Please reproduce the listing below line for line, with no changes.

** begin Available data **

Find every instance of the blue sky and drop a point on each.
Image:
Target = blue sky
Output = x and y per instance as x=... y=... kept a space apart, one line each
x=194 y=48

** end Available data **

### The reply
Find every instance of the blue sky and drop a point on each.
Image:
Target = blue sky
Output = x and y per instance as x=... y=... kept a space apart, one line each
x=194 y=48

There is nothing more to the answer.